* begin SUPPLIED DATA *

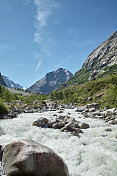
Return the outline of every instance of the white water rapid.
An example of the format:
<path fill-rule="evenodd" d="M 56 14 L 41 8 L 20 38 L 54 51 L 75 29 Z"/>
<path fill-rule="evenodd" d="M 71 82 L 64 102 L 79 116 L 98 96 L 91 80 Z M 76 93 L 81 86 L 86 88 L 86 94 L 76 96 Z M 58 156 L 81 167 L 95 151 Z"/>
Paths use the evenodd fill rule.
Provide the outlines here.
<path fill-rule="evenodd" d="M 0 120 L 0 144 L 17 139 L 32 139 L 52 148 L 66 162 L 70 176 L 117 176 L 117 126 L 99 119 L 85 119 L 75 109 L 66 109 L 80 122 L 90 125 L 80 138 L 56 129 L 32 126 L 39 117 L 51 118 L 54 112 L 20 114 L 16 119 Z M 60 114 L 59 114 L 60 115 Z M 105 129 L 111 128 L 108 132 Z"/>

* end SUPPLIED DATA *

» THE REQUEST: Copy the records exactly. Skip the pictures.

» EXERCISE ANSWER:
Return the outline of every instance of the white water rapid.
An example of the format:
<path fill-rule="evenodd" d="M 56 14 L 41 8 L 20 38 L 54 51 L 75 29 Z"/>
<path fill-rule="evenodd" d="M 71 82 L 64 102 L 79 116 L 98 96 L 91 80 Z M 76 93 L 81 86 L 86 88 L 86 94 L 76 96 Z M 58 156 L 81 167 L 95 151 Z"/>
Paths use the evenodd fill rule.
Provide the outlines here.
<path fill-rule="evenodd" d="M 0 120 L 0 144 L 17 139 L 32 139 L 52 148 L 66 162 L 70 176 L 117 176 L 117 126 L 99 119 L 85 119 L 75 109 L 66 109 L 80 122 L 90 125 L 80 138 L 56 129 L 32 126 L 39 117 L 51 118 L 54 112 L 20 114 L 16 119 Z M 60 114 L 59 114 L 60 115 Z M 105 129 L 111 128 L 108 132 Z"/>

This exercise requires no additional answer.